───── Raw records ─────

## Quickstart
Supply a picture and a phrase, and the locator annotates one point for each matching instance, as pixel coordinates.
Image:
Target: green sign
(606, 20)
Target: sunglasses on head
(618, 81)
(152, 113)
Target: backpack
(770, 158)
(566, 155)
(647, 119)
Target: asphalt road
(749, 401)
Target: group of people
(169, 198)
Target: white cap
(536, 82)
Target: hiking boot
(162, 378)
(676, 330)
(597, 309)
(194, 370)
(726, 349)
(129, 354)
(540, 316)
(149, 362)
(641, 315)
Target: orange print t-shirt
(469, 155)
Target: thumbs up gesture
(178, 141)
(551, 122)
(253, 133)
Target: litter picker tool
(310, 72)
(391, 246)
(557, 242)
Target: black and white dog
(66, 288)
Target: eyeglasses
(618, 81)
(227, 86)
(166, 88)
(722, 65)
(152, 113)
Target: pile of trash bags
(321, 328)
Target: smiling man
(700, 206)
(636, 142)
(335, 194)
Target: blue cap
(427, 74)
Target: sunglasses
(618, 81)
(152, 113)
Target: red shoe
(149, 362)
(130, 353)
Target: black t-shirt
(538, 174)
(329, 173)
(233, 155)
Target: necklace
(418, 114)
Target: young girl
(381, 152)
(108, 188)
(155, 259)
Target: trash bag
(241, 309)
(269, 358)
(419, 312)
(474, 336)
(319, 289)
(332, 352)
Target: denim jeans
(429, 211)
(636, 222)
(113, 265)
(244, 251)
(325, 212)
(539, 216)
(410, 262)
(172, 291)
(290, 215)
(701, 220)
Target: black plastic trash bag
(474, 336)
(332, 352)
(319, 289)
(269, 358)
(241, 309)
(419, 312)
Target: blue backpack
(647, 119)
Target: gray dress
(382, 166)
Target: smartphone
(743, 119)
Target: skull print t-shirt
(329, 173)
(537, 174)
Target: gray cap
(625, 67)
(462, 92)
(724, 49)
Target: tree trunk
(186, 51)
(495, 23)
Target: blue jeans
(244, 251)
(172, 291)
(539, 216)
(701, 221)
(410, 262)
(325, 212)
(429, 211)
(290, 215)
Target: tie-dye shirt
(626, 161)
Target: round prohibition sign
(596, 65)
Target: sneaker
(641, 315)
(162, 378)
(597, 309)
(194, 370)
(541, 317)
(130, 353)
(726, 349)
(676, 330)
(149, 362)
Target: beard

─────
───── Raw records ─────

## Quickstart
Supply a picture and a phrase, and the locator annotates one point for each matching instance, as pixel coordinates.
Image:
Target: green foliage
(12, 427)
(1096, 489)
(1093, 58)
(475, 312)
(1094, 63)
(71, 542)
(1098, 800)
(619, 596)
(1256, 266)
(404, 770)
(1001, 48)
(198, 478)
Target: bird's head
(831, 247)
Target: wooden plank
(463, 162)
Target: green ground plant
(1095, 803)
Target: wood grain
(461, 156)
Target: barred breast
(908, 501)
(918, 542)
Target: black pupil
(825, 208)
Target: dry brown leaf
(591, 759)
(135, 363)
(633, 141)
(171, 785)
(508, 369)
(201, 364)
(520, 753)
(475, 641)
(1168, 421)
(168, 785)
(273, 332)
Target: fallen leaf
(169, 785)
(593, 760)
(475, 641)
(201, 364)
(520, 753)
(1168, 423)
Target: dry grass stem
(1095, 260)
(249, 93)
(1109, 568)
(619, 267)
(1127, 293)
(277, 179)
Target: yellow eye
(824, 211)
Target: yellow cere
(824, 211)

─────

Copy out, word for word, every line of material between the one containing "Target: thumbs up gesture" and the one containing "Target: beard", inclusive.

Target: thumbs up gesture
(178, 141)
(551, 122)
(253, 133)
Target: litter picker tool
(310, 72)
(391, 246)
(557, 242)
Target: black and white dog
(66, 288)
Target: eyeglasses
(618, 81)
(227, 86)
(166, 88)
(722, 65)
(152, 113)
Target: pile of trash bags
(321, 328)
Target: smiling man
(700, 206)
(636, 142)
(335, 194)
Target: blue cap
(427, 74)
Target: sunglasses
(618, 81)
(152, 113)
Target: red shoe
(149, 362)
(130, 353)
Target: black t-shirt
(538, 174)
(329, 173)
(233, 155)
Target: necklace
(418, 114)
Target: young girl
(381, 152)
(108, 188)
(155, 259)
Target: trash bag
(241, 309)
(269, 358)
(419, 312)
(474, 336)
(319, 289)
(332, 352)
Target: denim jeans
(429, 211)
(636, 222)
(113, 265)
(244, 251)
(325, 212)
(539, 216)
(410, 262)
(172, 291)
(290, 215)
(701, 220)
Target: black plastic trash bag
(474, 336)
(332, 352)
(319, 289)
(269, 358)
(241, 309)
(419, 312)
Target: blue backpack
(647, 119)
Target: gray dress
(382, 166)
Target: smartphone
(743, 119)
Target: skull print t-shirt
(329, 173)
(537, 174)
Target: gray cap
(625, 67)
(462, 92)
(724, 49)
Target: tree trunk
(186, 51)
(495, 23)
Target: blue jeans
(244, 251)
(172, 291)
(539, 216)
(701, 221)
(410, 262)
(325, 212)
(429, 211)
(290, 215)
Target: tie-dye shirt
(626, 161)
Target: round prohibition sign
(596, 65)
Target: sneaker
(641, 315)
(162, 378)
(597, 309)
(194, 370)
(541, 317)
(130, 353)
(726, 349)
(676, 330)
(149, 362)
Target: beard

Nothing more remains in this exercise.